Prompt: Please return every line in the entries below with the word "Changelog" in it.

Data to examine:
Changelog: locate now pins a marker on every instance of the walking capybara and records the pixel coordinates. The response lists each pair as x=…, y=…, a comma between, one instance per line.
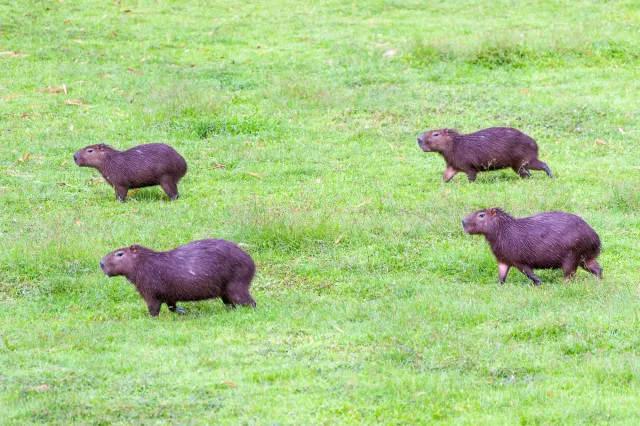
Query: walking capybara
x=489, y=149
x=145, y=165
x=547, y=240
x=204, y=269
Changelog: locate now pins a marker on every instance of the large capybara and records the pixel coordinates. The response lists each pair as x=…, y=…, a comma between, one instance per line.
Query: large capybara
x=204, y=269
x=489, y=149
x=547, y=240
x=145, y=165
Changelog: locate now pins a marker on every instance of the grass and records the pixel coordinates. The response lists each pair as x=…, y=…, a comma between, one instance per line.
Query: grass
x=373, y=305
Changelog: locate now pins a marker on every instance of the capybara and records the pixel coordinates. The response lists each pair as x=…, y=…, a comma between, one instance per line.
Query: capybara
x=547, y=240
x=145, y=165
x=204, y=269
x=489, y=149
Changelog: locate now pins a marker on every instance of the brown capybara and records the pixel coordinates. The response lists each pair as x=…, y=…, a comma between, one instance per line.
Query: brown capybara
x=200, y=270
x=488, y=149
x=547, y=240
x=145, y=165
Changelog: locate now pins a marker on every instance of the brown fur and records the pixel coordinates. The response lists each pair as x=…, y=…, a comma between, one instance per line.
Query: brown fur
x=489, y=149
x=145, y=165
x=200, y=270
x=547, y=240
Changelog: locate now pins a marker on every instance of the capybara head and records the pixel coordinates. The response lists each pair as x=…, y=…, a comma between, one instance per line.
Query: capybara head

Solution for this task:
Changelog: locate now pins a marker on every instance of the walking capybara and records the pixel coordinates. The response lists each pair as x=…, y=…, a comma between, one instance per line.
Changelog: locate now pins a marker on every instance of the large capybara and records the pixel coordinates. The response lists each pair as x=…, y=…, a comma between, one instance per line.
Changelog: locate now pins a marker on every instance of the grass and records the pixel coordinates. The response lists each pair as x=…, y=…, a comma between, one instance per line.
Changelog: locate now pins a marker on every instance of the capybara and records the pixel coordinates. The response lists each pair as x=…, y=…, a comma between, one instance per line.
Changelog: locate now pins a marker on every instance of the brown capybara and records the pixel coordinates. The response lists each pair as x=…, y=…, a comma between, one instance per line.
Changelog: locate now pins a marker on every instance of the brown fur and records the pixel coordinates. The response lists each pair as x=…, y=…, a comma between, one instance per line.
Changelog: locate now pins a marker on every instance of the capybara head and records the pixel coordinates. The response lists each pair as x=…, y=…, a comma between, one instance per line.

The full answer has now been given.